### Work to complete
Restate all of the data precisely, omitting nothing.

### Data under study
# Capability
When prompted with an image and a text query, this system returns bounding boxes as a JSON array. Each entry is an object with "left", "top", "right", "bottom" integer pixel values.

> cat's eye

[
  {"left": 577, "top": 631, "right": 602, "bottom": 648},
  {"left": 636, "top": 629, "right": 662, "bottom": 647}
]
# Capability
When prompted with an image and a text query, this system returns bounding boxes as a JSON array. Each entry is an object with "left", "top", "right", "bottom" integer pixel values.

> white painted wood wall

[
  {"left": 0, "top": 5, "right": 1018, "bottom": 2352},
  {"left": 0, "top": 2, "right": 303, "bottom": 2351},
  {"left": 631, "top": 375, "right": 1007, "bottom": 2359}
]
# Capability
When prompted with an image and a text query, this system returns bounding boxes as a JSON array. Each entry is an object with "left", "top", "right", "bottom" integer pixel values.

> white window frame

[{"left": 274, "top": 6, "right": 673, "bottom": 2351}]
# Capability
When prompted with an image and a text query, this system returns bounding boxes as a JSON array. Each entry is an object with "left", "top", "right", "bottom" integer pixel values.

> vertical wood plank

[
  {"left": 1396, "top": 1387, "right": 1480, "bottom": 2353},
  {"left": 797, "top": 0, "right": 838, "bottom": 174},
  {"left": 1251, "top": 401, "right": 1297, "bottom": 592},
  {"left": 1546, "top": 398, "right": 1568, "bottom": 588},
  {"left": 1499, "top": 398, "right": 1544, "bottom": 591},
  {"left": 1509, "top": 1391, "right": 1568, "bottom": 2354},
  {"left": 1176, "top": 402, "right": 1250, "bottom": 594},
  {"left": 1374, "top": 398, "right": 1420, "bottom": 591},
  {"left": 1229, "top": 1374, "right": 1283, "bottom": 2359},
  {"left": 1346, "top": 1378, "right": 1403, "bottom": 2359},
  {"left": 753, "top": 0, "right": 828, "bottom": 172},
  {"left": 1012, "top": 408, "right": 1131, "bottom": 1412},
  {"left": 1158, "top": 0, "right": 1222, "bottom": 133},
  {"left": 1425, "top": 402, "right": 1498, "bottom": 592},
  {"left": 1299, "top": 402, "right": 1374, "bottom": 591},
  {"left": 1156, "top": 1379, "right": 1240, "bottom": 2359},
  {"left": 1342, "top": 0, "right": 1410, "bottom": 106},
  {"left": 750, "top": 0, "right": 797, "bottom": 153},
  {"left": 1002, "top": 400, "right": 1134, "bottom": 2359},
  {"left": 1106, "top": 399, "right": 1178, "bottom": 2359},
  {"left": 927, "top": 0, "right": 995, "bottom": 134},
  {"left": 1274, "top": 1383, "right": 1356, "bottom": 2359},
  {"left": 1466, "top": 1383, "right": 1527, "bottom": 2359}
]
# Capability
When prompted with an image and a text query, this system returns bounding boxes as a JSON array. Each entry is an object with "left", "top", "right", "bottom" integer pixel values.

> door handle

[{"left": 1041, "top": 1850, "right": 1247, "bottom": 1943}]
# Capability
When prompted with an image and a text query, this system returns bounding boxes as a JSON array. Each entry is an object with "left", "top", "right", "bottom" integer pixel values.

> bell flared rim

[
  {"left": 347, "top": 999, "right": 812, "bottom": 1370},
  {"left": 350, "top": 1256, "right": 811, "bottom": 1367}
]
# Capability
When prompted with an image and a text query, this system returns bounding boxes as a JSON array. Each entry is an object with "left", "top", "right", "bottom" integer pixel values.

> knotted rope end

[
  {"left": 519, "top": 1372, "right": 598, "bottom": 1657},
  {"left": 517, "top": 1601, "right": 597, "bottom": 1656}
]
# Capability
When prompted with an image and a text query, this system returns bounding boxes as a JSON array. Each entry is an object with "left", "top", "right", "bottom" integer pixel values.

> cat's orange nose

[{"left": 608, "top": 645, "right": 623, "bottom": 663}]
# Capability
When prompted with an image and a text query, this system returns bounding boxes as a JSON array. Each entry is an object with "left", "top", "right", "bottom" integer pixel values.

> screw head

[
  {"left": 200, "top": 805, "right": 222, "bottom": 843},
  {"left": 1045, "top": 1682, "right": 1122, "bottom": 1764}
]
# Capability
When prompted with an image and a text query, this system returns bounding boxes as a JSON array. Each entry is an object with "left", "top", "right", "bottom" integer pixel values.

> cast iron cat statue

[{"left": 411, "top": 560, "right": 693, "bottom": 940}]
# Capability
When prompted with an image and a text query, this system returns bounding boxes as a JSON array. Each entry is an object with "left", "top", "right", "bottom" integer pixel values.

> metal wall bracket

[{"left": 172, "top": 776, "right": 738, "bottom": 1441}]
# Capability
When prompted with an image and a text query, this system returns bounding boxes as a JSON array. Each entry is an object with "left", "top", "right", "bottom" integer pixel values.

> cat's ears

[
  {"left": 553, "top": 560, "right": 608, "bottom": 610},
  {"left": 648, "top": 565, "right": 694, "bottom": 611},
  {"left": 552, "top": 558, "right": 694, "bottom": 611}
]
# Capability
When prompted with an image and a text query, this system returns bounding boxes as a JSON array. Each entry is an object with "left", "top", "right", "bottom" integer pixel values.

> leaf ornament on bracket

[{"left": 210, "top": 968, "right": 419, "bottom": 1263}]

### Output of the exercise
# Capability
When prompted with an image and a text query, this system returns bounding boxes as a JSON array. Each entry is an object with "left", "top", "right", "bottom" integer pixel values.

> cat's eye

[
  {"left": 577, "top": 631, "right": 602, "bottom": 648},
  {"left": 636, "top": 629, "right": 662, "bottom": 647}
]
# Capability
When prompted with an image and a text query, this system returns bounding boxes as a JSON array. Each entry is an object with "left", "top", "right", "bottom" integer pixel values.

> white painted wood wall

[
  {"left": 0, "top": 5, "right": 1018, "bottom": 2352},
  {"left": 0, "top": 2, "right": 303, "bottom": 2351},
  {"left": 631, "top": 375, "right": 1007, "bottom": 2359}
]
# Capability
When prompted with an image and a text query, this system returns bounding boxes as a JSON array. Each entry is an object with "left", "top", "right", "bottom" integer pixel values.

> white window frame

[{"left": 274, "top": 6, "right": 673, "bottom": 2351}]
# Capability
When prompted with an image and a text query, this system returns bounding boxes as a JSON array. Each entry is an object with "left", "top", "right", "bottom" integer pixel values.

> vertical wood plank

[
  {"left": 1396, "top": 1387, "right": 1480, "bottom": 2353},
  {"left": 797, "top": 0, "right": 838, "bottom": 174},
  {"left": 1251, "top": 401, "right": 1297, "bottom": 592},
  {"left": 1546, "top": 398, "right": 1568, "bottom": 588},
  {"left": 1499, "top": 398, "right": 1544, "bottom": 591},
  {"left": 1509, "top": 1391, "right": 1568, "bottom": 2354},
  {"left": 1176, "top": 402, "right": 1250, "bottom": 594},
  {"left": 1374, "top": 398, "right": 1420, "bottom": 591},
  {"left": 1229, "top": 1374, "right": 1283, "bottom": 2359},
  {"left": 1346, "top": 1378, "right": 1403, "bottom": 2359},
  {"left": 753, "top": 0, "right": 828, "bottom": 172},
  {"left": 1012, "top": 408, "right": 1131, "bottom": 1412},
  {"left": 1158, "top": 0, "right": 1222, "bottom": 133},
  {"left": 1425, "top": 402, "right": 1498, "bottom": 592},
  {"left": 1299, "top": 402, "right": 1374, "bottom": 591},
  {"left": 1156, "top": 1379, "right": 1240, "bottom": 2359},
  {"left": 1342, "top": 0, "right": 1410, "bottom": 106},
  {"left": 750, "top": 0, "right": 797, "bottom": 153},
  {"left": 1002, "top": 400, "right": 1134, "bottom": 2359},
  {"left": 1106, "top": 399, "right": 1178, "bottom": 2359},
  {"left": 927, "top": 0, "right": 995, "bottom": 134},
  {"left": 1274, "top": 1383, "right": 1356, "bottom": 2359},
  {"left": 1466, "top": 1383, "right": 1527, "bottom": 2359}
]
# Capability
When prompted with an image and a text query, this system returns bounding boxes as a JSON array. Each entry is an object with "left", "top", "right", "bottom" integer pixel values.

> door handle

[{"left": 1041, "top": 1850, "right": 1247, "bottom": 1943}]
# Capability
When prompted with an image and a text query, this system returns bounding boxes as a JSON array. Each entry is an object with "left", "top", "right", "bottom" integer pixel values.

> bell flared rim

[
  {"left": 347, "top": 999, "right": 812, "bottom": 1370},
  {"left": 350, "top": 1256, "right": 811, "bottom": 1367}
]
# Capability
When prompted with an image and a text query, this system returns bounding boxes as a JSON array. Each entry is an object with "left", "top", "right", "bottom" integer pixel values.

> knotted rope end

[
  {"left": 519, "top": 1372, "right": 598, "bottom": 1657},
  {"left": 517, "top": 1601, "right": 597, "bottom": 1656}
]
# Capability
When prompted with an image and a text query, this system returns bounding boxes as a JSON array. Each entry is an object with "left", "top", "right", "bottom" integer pixel values.

> cat's orange nose

[{"left": 608, "top": 645, "right": 623, "bottom": 663}]
# Capability
When prompted with an image and a text query, this system returns bounding boxes as a JSON array. Each entry is an object with "left", "top", "right", "bottom" integer pixel values.

> screw head

[
  {"left": 200, "top": 805, "right": 222, "bottom": 843},
  {"left": 1045, "top": 1682, "right": 1122, "bottom": 1764}
]
# Capability
When prompted with an image and a text query, this system returns bounding boxes as a JSON array. Each entry is an object with "left", "top", "right", "bottom" integer pixel values.

> cast iron cat statue

[{"left": 411, "top": 560, "right": 693, "bottom": 940}]
# Capability
When prompted with an image and a text query, this system returns bounding boxes as a JSON array. Each entry is an object with "left", "top", "right", "bottom" integer pixel values.

> metal wall bracket

[{"left": 172, "top": 776, "right": 738, "bottom": 1441}]
# Capability
When prompted with an image and a text query, this system returns bounding boxes as a JSON array. Each entry is an object with "left", "top", "right", "bottom" integer pixel values.

> cat's ears

[
  {"left": 553, "top": 560, "right": 608, "bottom": 610},
  {"left": 648, "top": 565, "right": 694, "bottom": 611},
  {"left": 552, "top": 558, "right": 694, "bottom": 611}
]
# Capability
When prompted with an image and a text query, this system returns bounding boxes as a JSON array. Each entry is an object with "left", "top", "right", "bottom" integer pixel values.

> leaf ornament on bracket

[{"left": 210, "top": 968, "right": 419, "bottom": 1263}]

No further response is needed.